--- Given problem ---
Print the line containing "Where can you spot the woman's wrist?" and each line after it through the end, please, with nothing added.

-------- Entries supplied --------

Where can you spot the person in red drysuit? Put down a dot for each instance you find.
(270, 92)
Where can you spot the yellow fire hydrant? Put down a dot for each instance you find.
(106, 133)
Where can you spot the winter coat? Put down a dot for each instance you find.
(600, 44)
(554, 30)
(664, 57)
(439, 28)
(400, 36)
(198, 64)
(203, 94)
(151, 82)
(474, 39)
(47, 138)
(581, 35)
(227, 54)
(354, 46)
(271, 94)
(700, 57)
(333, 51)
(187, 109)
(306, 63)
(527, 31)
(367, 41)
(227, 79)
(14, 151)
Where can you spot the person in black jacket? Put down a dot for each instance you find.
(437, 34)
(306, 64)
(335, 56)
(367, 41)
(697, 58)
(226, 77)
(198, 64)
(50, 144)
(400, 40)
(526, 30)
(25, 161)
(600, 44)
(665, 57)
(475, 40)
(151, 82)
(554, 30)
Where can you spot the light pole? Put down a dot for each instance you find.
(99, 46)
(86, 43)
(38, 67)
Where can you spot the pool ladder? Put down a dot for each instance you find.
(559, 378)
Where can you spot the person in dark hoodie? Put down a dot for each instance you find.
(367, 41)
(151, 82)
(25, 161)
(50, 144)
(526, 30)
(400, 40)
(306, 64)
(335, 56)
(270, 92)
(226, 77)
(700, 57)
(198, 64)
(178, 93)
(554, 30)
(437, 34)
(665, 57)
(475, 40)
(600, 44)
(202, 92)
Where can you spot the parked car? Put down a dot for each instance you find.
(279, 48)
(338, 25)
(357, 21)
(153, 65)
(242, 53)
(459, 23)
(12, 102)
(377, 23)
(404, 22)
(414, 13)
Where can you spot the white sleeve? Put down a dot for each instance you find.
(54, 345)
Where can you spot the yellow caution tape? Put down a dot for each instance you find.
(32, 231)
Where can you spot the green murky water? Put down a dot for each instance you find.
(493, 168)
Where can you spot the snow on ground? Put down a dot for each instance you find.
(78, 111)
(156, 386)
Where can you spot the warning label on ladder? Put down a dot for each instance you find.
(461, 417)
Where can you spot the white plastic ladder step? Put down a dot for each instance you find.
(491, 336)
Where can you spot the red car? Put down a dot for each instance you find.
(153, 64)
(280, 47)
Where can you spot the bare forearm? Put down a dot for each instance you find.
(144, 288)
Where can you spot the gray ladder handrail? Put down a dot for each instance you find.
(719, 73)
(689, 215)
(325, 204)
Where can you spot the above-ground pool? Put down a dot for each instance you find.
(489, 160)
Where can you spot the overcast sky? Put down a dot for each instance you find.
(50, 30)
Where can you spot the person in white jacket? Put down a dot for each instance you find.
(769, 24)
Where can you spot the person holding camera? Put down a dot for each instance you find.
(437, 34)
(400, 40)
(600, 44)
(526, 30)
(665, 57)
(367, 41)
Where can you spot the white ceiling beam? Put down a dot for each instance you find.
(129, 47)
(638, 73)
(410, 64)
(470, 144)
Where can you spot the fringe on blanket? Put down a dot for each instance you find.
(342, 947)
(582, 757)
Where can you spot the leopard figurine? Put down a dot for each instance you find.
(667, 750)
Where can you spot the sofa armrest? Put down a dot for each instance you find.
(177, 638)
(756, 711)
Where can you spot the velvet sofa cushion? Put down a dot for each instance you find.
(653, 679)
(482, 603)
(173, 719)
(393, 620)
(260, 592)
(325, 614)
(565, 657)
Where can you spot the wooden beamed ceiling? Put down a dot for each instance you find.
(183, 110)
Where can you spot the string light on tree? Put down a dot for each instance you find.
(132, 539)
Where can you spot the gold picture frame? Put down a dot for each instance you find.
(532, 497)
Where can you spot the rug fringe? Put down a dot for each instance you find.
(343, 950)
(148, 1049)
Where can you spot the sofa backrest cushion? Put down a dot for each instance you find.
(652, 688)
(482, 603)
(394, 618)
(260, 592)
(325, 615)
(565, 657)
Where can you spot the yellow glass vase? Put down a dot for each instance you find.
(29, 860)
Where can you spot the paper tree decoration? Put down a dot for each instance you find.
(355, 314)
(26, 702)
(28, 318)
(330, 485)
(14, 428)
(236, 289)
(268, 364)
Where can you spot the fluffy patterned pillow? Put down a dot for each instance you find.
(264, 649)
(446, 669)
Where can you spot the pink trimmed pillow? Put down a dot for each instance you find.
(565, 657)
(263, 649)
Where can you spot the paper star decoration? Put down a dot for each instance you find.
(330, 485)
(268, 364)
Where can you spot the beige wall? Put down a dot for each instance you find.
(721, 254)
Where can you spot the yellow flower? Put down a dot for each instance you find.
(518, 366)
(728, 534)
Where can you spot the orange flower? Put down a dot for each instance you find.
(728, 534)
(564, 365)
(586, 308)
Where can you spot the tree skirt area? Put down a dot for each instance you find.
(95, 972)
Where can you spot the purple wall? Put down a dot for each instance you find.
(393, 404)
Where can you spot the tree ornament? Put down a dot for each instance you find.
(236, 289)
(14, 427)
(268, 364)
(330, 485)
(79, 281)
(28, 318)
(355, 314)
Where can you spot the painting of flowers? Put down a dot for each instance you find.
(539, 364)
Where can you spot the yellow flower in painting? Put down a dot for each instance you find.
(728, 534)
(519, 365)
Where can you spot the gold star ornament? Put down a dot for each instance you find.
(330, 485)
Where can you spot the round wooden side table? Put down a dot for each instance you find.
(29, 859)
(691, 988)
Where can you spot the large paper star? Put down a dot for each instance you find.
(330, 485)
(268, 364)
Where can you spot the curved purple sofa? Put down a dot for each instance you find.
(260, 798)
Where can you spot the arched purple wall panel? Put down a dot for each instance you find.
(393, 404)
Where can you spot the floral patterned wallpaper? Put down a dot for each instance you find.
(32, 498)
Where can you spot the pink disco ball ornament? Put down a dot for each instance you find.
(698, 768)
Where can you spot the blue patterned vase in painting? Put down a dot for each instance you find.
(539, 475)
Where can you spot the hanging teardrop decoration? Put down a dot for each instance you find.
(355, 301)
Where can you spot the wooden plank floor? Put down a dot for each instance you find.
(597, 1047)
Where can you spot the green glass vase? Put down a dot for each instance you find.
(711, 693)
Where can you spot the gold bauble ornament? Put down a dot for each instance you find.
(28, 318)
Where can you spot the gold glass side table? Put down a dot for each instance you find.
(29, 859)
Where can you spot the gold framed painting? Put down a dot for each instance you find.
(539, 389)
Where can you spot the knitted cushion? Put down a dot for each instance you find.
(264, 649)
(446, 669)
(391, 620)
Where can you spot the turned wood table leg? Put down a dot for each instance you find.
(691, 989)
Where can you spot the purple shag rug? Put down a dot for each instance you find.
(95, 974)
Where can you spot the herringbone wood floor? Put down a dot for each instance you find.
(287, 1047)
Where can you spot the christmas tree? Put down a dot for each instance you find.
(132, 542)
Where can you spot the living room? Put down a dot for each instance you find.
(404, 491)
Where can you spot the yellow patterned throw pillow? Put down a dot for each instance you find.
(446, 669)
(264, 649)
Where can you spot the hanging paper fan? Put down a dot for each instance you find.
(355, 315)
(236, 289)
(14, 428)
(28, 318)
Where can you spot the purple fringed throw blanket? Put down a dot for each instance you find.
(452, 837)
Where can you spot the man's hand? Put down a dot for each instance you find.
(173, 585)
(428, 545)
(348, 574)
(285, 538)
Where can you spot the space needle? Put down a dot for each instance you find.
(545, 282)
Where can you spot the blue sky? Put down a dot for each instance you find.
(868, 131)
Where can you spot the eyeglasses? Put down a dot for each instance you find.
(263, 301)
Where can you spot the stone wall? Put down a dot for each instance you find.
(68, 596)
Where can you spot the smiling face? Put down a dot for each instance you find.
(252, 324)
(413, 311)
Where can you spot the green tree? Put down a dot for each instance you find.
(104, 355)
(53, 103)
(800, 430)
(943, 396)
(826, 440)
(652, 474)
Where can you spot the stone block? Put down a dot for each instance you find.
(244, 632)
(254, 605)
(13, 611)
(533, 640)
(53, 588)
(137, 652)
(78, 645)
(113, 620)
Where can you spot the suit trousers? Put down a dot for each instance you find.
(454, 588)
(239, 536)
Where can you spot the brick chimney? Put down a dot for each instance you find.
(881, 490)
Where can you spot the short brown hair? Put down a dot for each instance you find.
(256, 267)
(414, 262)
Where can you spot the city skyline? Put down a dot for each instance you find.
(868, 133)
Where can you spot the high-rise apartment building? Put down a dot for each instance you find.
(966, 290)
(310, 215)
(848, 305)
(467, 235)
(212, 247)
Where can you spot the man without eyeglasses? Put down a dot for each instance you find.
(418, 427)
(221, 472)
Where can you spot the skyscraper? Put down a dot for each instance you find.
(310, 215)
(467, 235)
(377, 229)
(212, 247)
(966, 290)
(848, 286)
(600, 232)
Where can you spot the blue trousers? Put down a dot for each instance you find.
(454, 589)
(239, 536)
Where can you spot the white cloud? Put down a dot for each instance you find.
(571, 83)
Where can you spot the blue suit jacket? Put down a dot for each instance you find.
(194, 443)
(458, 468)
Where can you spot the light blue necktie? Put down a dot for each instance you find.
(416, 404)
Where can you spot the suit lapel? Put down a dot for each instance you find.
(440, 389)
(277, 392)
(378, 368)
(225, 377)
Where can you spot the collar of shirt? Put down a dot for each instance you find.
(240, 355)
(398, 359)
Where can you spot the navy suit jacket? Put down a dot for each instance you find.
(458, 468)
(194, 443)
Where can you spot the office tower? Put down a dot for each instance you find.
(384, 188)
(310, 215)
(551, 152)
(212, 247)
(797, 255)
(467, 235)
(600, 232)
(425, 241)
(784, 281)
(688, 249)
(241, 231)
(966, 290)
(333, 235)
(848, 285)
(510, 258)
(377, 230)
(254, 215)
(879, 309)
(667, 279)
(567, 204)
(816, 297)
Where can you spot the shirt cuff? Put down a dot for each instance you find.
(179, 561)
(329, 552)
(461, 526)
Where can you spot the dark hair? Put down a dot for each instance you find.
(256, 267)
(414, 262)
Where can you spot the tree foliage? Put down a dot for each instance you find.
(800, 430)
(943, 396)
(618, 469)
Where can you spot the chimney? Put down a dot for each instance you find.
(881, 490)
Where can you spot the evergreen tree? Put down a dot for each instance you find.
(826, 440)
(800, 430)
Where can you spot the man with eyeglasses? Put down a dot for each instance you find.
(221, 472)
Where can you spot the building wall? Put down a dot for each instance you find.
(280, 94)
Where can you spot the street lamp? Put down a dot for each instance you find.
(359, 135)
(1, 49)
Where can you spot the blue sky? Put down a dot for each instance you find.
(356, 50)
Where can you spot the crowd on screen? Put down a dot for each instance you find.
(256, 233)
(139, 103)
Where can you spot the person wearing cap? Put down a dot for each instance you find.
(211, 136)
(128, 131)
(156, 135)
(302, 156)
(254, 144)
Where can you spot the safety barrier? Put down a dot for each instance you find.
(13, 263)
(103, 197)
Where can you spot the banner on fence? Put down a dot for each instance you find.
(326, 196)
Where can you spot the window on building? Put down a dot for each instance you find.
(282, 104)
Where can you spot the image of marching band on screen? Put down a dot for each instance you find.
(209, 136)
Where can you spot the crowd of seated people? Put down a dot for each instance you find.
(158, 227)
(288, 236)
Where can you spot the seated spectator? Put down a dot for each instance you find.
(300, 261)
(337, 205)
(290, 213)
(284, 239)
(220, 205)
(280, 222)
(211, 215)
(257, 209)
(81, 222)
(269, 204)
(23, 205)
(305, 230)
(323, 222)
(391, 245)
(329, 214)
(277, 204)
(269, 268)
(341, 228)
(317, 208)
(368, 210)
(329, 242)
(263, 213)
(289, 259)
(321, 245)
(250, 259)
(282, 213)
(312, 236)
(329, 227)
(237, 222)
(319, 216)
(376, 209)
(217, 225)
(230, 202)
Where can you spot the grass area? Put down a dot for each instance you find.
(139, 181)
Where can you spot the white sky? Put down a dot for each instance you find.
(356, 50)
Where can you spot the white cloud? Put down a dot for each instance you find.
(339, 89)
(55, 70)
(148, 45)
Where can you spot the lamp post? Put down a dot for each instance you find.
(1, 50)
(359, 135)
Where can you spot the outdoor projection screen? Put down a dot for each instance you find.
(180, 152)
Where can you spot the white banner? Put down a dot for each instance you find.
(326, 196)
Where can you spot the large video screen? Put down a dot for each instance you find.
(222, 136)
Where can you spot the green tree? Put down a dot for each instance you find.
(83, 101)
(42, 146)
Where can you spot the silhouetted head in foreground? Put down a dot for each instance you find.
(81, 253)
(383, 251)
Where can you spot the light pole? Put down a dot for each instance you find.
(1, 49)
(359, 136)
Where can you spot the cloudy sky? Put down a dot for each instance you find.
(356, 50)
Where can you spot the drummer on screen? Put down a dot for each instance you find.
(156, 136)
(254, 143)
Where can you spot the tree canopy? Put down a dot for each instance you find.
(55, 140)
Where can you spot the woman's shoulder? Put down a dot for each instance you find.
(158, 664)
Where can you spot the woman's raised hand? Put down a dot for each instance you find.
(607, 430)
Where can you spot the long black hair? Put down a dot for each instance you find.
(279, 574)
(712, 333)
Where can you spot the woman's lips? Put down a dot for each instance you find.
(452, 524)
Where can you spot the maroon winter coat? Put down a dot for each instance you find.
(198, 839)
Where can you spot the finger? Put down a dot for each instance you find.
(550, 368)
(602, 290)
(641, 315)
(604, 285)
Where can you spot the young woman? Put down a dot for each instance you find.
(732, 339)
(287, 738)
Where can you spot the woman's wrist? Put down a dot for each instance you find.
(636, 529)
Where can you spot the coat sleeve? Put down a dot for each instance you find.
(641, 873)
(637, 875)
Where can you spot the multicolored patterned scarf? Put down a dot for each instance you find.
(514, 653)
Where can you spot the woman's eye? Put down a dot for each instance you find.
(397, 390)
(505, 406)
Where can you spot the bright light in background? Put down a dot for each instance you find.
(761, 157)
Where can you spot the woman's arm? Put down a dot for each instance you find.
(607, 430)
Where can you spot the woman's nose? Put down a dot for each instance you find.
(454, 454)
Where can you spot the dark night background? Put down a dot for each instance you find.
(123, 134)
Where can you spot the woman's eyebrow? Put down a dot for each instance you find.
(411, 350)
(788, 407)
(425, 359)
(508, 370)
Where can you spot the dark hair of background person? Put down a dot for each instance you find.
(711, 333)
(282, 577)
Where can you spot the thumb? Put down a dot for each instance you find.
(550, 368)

--------

--- Result ---
Where can you spot the woman's wrist? Put down a dot for each instance you find.
(636, 529)
Where can you spot the coat sleeve? Put down a dot for each instance you find.
(641, 873)
(637, 875)
Where can you spot the multicolored patterned scarf? Put down a dot for each instance you find.
(514, 653)
Where can you spot the woman's eye? Put down a dot for each instance you find.
(397, 390)
(505, 406)
Where can you spot the bright light in background? Put down a dot for each instance you find.
(761, 157)
Where can you spot the woman's arm? Put down a dot for each instance you find.
(607, 430)
Where can you spot the woman's nose? Put down a dot for each instance you find.
(454, 454)
Where can you spot the dark night background? Put down a dot for each instance you find.
(123, 134)
Where can you spot the woman's eyebrow? Put down a dot for each instance you find.
(411, 350)
(788, 407)
(425, 359)
(508, 370)
Where can you spot the dark hair of background person? Put down a dot for each instance you find.
(711, 333)
(282, 577)
Where can you spot the thumb? Put down a dot for each instance you find.
(550, 368)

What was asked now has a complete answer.